**Exercise goal**
Copy out exactly the lines from the line containing "Where can you find the drop" to the end of the listing.

**Given records**
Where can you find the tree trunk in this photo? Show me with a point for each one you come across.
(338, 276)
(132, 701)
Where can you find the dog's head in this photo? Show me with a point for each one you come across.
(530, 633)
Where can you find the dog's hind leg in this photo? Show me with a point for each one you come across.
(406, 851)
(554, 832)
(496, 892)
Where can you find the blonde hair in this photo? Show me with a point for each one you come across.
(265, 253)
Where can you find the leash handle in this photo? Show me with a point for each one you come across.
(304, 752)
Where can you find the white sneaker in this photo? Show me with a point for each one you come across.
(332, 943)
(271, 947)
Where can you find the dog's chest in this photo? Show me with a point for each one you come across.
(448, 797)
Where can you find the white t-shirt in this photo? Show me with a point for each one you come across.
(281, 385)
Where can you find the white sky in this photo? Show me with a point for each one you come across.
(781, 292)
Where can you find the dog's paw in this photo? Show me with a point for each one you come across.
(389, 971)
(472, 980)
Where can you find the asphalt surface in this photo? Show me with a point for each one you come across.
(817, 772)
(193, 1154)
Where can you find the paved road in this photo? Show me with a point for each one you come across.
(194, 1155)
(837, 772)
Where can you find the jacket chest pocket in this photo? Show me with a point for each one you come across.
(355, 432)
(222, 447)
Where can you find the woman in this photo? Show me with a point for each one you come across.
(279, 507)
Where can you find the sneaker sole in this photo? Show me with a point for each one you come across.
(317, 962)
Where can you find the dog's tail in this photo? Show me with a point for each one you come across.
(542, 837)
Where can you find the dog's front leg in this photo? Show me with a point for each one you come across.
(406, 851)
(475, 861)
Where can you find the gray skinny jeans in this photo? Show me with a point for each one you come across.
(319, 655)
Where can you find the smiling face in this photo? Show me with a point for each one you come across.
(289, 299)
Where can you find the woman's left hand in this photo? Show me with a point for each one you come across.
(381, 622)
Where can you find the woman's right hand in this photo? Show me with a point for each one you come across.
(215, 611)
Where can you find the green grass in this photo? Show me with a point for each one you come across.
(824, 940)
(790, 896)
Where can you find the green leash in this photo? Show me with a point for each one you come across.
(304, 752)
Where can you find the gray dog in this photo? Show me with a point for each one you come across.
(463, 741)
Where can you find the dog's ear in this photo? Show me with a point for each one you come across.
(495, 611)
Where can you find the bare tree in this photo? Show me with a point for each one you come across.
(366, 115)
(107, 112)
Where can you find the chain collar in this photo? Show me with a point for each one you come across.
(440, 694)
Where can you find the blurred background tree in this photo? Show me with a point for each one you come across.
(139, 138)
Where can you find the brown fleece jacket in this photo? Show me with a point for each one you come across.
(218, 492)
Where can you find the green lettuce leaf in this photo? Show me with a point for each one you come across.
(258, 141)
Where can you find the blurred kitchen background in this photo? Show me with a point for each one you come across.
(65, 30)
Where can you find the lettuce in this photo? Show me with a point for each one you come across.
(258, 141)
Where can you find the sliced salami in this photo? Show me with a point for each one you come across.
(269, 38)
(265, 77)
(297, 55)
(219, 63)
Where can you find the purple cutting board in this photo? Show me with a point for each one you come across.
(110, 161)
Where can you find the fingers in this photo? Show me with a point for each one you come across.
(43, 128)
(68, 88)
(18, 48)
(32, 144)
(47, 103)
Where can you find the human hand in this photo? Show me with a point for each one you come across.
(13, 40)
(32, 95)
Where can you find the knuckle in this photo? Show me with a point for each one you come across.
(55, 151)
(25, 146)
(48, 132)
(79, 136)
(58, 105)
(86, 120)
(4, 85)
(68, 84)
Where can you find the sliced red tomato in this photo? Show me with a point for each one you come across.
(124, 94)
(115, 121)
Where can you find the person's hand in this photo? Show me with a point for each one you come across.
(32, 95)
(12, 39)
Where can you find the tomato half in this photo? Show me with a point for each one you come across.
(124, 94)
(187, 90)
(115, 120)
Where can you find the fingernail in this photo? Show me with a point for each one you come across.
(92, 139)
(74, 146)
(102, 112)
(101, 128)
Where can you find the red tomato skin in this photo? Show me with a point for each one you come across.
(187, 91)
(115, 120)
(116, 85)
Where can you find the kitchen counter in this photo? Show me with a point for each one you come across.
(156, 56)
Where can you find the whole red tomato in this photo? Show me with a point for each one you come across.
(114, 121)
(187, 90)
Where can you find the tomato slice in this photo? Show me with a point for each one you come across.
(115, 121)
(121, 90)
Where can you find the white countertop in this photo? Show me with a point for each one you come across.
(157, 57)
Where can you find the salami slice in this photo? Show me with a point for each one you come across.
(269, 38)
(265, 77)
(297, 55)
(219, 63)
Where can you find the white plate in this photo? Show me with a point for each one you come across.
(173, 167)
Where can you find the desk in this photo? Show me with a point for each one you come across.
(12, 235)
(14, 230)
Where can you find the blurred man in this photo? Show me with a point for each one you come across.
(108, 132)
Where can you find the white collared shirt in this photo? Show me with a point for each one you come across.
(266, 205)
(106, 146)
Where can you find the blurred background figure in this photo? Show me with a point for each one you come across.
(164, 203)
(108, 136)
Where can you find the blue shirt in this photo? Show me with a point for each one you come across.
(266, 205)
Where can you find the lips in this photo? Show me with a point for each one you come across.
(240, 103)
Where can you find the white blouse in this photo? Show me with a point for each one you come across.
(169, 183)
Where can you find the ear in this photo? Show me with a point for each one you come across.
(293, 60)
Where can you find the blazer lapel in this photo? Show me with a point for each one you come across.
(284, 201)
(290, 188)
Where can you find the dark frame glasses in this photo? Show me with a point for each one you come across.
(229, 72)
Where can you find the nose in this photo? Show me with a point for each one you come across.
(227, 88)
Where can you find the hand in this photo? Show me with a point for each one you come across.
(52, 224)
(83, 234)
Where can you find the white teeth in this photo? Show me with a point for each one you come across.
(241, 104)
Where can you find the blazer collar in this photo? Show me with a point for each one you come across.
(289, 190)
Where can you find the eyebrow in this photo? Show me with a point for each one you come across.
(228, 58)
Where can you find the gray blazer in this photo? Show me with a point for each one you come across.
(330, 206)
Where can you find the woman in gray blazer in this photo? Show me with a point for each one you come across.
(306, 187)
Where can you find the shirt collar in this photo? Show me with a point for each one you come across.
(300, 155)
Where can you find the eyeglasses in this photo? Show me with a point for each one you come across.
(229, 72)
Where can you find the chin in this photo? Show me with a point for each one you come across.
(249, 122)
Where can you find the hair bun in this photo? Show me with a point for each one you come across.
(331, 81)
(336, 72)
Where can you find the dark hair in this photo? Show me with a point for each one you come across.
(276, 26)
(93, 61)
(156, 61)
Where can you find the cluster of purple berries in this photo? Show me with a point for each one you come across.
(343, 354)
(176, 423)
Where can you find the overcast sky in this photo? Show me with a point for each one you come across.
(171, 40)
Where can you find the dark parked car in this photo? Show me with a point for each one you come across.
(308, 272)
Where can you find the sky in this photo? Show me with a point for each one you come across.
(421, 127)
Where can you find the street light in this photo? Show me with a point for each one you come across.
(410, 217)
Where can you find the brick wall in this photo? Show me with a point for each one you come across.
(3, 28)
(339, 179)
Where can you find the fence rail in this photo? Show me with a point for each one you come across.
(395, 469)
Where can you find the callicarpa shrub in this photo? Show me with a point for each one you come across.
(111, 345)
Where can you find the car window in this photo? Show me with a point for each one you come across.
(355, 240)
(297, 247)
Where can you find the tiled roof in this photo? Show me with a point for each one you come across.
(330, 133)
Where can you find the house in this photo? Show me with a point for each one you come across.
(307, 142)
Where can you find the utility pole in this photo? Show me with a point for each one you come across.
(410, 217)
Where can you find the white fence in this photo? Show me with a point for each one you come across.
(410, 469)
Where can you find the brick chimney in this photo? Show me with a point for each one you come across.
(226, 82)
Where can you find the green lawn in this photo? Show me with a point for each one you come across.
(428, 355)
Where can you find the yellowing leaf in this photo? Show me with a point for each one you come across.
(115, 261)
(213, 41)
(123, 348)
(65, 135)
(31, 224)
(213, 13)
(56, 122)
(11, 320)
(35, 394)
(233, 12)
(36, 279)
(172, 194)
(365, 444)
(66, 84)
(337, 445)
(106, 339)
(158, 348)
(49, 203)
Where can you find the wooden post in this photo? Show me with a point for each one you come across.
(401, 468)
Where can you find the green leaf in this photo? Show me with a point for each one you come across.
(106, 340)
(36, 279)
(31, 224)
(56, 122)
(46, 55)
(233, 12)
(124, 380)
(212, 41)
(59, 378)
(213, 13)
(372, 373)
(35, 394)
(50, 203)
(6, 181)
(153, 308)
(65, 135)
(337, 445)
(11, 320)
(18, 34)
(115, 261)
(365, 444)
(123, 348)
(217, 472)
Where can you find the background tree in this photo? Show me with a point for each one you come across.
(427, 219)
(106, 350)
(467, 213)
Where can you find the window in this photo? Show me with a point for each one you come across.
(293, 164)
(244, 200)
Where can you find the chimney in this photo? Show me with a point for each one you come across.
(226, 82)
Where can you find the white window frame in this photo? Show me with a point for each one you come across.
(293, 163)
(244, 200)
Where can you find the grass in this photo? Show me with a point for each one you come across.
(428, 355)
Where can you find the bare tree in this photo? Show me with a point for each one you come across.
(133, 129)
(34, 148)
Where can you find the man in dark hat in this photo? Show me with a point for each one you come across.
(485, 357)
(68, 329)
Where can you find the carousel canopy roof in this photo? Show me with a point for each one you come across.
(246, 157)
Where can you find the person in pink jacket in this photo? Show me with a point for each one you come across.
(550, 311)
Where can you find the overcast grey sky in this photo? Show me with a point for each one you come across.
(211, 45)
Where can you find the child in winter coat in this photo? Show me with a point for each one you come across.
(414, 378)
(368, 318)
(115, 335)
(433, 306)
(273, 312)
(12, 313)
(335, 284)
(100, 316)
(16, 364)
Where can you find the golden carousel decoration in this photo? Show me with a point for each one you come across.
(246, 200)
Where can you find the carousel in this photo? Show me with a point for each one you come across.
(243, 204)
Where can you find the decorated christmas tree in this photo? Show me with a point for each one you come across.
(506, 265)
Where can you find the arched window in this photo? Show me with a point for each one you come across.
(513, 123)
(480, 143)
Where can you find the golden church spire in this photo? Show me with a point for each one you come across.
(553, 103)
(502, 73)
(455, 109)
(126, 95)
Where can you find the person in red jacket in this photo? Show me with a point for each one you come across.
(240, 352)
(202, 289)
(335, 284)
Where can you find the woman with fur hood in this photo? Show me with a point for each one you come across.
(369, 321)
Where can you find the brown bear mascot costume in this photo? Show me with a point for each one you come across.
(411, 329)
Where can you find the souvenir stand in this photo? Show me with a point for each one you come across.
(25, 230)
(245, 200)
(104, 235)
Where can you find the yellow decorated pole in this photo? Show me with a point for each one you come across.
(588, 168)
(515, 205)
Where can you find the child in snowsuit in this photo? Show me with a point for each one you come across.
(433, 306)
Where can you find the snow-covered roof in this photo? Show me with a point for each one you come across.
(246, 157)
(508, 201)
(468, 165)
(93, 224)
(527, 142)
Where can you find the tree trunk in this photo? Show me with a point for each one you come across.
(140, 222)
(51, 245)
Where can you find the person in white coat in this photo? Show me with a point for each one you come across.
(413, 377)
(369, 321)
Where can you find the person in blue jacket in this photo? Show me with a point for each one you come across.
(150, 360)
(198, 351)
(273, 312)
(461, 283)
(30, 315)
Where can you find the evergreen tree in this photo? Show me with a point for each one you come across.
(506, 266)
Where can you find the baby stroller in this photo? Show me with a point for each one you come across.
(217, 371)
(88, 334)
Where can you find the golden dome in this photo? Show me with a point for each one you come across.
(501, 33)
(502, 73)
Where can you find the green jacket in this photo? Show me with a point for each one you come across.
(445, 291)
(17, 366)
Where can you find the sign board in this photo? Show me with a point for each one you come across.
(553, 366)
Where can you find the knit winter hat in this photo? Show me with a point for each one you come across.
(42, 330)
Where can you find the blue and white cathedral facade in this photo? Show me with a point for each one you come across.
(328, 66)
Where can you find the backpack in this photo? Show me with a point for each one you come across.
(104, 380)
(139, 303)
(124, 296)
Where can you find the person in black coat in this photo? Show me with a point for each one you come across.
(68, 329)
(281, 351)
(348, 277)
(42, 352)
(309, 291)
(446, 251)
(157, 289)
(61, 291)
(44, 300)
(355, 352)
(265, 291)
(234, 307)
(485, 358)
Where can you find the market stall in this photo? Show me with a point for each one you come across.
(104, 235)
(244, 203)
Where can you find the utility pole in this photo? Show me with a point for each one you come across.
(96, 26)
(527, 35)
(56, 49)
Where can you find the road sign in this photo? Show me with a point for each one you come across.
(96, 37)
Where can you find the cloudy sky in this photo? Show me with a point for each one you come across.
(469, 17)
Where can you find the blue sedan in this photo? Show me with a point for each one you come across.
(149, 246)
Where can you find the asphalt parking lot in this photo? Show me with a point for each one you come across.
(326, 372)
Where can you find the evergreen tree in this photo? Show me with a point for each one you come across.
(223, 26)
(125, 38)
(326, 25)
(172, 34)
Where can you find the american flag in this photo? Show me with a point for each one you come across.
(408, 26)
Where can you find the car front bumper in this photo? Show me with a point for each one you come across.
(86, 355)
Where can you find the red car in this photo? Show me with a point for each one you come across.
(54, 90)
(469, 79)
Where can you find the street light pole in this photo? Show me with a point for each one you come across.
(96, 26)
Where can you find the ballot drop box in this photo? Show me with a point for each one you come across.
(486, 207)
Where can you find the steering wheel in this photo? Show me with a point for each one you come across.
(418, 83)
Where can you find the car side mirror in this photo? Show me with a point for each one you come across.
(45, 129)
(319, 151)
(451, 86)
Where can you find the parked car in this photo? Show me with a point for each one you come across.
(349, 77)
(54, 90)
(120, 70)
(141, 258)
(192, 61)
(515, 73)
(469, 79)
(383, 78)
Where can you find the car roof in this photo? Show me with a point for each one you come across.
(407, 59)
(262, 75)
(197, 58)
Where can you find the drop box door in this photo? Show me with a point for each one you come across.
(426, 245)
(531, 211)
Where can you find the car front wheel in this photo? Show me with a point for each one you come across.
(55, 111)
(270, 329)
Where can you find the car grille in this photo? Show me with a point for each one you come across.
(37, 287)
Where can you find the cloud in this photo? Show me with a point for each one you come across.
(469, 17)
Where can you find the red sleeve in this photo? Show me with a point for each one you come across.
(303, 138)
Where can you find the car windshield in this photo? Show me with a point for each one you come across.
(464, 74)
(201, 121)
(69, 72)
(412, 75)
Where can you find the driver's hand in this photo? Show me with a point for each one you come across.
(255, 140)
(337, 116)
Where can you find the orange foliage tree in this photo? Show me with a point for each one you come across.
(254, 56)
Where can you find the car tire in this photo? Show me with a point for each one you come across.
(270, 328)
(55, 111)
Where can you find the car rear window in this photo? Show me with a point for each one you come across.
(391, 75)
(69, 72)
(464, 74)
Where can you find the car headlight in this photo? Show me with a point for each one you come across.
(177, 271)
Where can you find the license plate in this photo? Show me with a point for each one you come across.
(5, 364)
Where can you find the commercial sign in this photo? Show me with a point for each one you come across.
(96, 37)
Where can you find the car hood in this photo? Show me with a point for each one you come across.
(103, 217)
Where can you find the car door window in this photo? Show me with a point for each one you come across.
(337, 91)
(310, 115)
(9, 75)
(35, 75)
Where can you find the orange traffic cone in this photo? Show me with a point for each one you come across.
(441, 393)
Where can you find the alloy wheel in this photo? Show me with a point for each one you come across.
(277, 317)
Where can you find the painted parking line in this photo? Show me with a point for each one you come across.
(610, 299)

**Exercise result**
Where can you find the drop box door in this photo? Show me with a point for each one you come across.
(426, 245)
(531, 211)
Where can you find the car front wheel in this photo? Show me with a point for each one you come across.
(55, 111)
(270, 329)
Where can you find the car grille in this photo? Show me with a point for each one you come across.
(37, 287)
Where can you find the cloud in this photo? Show me with a point for each one you come across.
(469, 17)
Where can you find the red sleeve in this photo? Show me with a point for each one you come across.
(303, 138)
Where can you find the car windshield in this photo? Show me with a point for each one you come across.
(464, 74)
(201, 121)
(69, 72)
(412, 75)
Where can you find the driver's hand in this photo? Show me with a point for each one you come across.
(255, 140)
(337, 116)
Where can you find the orange foliage tree in this photo? Show me with a point for each one you come across.
(254, 56)
Where can you find the car tire in this photo? Show me with a point for each one you come across.
(270, 328)
(55, 111)
Where can you find the car rear window in this photo? Show me with a point for each one you come across.
(391, 75)
(69, 72)
(464, 74)
Where can you find the car headlight in this photo? Show me with a point for each one you come across.
(177, 271)
Where can you find the license plate in this photo? Show me with a point for each one you come across.
(5, 364)
Where can you find the commercial sign in this photo? Show me with a point for each one you come across.
(96, 37)
Where can you find the car hood in this photo? Show me with a point for each one you come across.
(103, 217)
Where can you find the car door window in this photo? Show me with a point for each one you come across.
(337, 91)
(310, 115)
(9, 75)
(35, 75)
Where can you find the orange traffic cone in this photo? Show me with a point for each one you come across.
(441, 393)
Where can you find the alloy wheel in this photo? Show me with a point for each one you come across.
(277, 317)
Where can you find the painted parking line in this photo? Show me with a point for each one you come across.
(610, 299)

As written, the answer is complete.